**Exercise description**
List every line below that contains the word "railing", treating uppercase and lowercase as different.

[Items from a data source]
━━━━━━━━━━━━━━━━
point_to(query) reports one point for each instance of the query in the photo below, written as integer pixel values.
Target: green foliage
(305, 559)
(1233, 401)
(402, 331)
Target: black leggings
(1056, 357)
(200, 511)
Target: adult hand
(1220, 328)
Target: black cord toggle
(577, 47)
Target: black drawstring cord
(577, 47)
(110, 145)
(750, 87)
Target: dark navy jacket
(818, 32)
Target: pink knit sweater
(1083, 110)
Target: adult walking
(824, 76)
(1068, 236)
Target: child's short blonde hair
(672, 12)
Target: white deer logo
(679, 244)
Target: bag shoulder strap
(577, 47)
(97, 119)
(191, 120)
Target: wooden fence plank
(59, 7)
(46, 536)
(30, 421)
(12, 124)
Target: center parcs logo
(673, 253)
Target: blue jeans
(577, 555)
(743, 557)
━━━━━━━━━━━━━━━━
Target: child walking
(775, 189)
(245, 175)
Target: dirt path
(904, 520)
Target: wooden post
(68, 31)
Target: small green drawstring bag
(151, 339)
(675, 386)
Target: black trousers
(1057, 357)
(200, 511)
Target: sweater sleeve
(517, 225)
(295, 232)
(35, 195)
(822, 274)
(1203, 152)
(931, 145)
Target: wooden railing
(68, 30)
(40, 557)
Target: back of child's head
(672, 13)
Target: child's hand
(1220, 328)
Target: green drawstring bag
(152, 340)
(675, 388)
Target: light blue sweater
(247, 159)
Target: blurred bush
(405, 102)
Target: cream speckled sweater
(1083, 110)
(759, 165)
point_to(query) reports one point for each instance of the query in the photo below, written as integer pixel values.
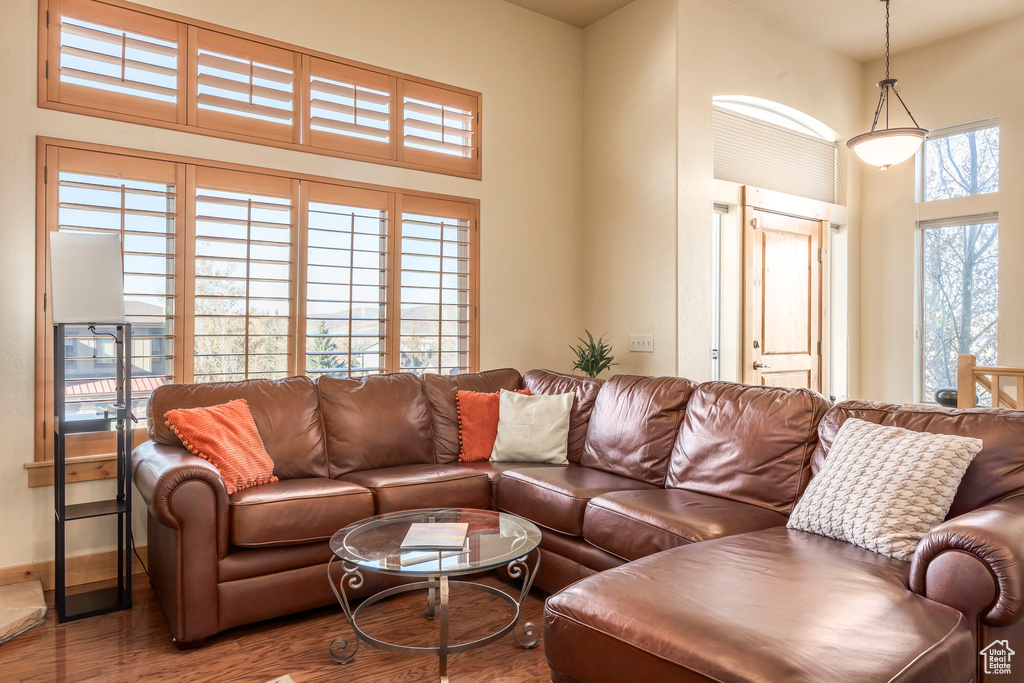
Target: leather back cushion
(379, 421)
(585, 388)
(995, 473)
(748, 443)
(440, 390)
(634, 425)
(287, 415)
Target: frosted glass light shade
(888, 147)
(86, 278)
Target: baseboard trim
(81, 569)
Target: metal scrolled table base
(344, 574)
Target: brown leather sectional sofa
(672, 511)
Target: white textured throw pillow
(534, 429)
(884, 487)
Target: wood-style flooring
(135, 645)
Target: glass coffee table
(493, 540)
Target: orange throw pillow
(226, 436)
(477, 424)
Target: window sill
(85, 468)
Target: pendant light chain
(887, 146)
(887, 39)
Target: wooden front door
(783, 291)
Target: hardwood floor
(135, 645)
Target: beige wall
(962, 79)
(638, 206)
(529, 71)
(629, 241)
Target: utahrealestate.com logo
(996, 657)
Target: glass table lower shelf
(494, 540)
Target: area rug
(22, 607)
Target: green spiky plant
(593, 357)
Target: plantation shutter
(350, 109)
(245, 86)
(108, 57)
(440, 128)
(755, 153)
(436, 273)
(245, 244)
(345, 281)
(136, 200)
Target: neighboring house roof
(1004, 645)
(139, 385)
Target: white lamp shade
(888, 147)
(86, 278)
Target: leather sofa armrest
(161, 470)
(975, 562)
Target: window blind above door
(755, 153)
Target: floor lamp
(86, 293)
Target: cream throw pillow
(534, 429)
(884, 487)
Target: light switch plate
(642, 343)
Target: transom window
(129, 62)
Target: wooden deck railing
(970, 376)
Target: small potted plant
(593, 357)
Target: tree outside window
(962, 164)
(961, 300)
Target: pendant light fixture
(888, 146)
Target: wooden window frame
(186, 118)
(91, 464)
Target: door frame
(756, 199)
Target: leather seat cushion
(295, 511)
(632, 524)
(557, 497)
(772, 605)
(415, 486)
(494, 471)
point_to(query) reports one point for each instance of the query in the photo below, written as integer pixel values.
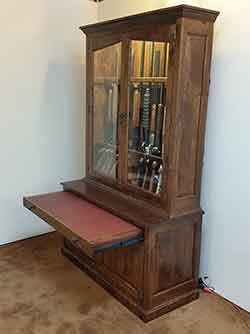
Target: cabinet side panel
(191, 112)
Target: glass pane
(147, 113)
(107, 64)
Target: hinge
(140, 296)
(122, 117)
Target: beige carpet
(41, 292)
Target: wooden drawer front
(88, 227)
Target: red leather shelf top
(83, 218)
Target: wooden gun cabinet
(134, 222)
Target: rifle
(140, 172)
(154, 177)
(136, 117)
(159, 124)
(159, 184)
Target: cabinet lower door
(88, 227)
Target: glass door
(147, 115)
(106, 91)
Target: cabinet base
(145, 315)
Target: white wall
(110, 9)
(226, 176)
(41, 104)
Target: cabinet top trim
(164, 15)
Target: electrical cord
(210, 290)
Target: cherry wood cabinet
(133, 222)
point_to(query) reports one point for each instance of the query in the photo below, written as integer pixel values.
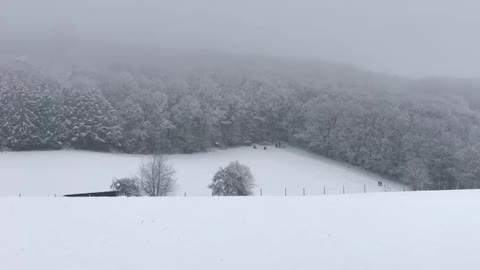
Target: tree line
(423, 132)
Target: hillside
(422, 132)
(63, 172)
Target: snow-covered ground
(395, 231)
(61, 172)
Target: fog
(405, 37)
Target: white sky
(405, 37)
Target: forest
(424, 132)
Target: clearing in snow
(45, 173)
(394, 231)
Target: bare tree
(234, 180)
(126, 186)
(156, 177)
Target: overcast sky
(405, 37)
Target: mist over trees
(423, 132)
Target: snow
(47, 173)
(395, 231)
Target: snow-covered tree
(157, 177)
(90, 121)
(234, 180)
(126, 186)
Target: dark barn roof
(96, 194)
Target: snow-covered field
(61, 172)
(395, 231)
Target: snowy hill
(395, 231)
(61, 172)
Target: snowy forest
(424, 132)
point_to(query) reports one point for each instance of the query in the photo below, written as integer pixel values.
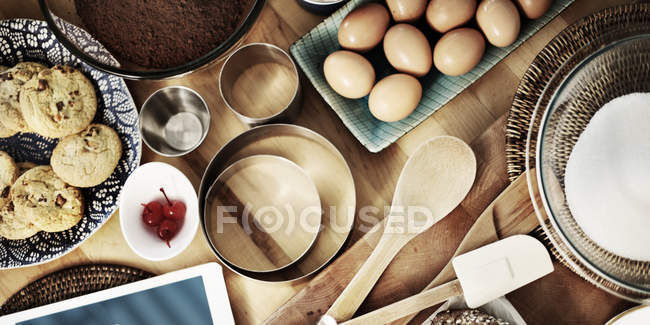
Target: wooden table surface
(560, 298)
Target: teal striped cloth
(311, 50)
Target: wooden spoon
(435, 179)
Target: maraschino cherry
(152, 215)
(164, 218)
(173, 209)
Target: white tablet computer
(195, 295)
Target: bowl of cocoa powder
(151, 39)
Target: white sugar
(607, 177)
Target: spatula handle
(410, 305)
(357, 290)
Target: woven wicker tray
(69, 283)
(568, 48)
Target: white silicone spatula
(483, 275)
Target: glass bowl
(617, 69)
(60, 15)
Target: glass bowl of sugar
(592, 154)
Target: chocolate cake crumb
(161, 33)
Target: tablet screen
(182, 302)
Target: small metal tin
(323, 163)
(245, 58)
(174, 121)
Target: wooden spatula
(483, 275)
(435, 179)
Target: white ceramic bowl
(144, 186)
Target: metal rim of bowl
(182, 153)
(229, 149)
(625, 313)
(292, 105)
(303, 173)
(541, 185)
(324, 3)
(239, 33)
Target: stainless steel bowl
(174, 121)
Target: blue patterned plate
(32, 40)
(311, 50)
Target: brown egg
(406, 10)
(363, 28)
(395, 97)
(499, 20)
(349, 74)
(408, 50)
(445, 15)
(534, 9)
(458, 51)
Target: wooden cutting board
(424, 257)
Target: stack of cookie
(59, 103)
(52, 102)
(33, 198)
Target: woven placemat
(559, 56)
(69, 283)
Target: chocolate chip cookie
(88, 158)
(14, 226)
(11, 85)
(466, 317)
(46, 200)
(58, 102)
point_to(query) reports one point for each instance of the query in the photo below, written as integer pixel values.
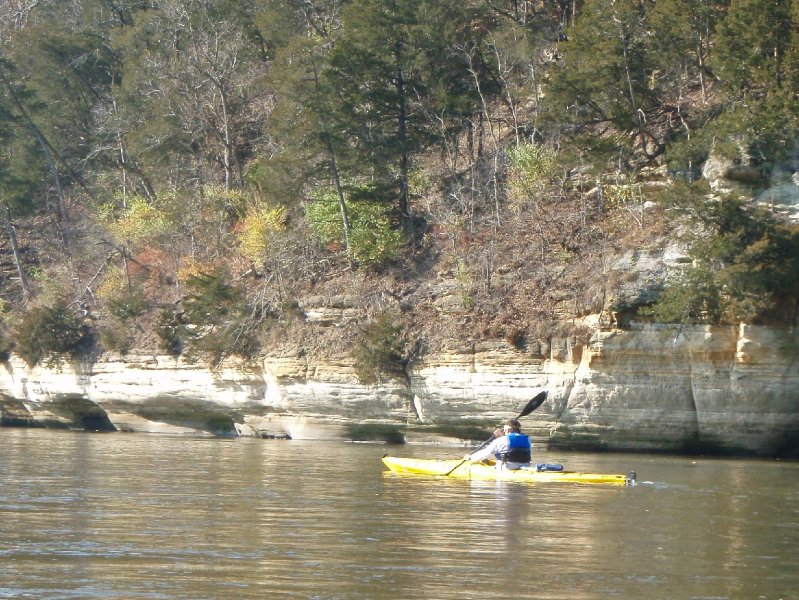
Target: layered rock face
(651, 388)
━━━━━━━━━━━━━━━━
**Solution to this exercise**
Target: wooden railing
Target: wooden deck railing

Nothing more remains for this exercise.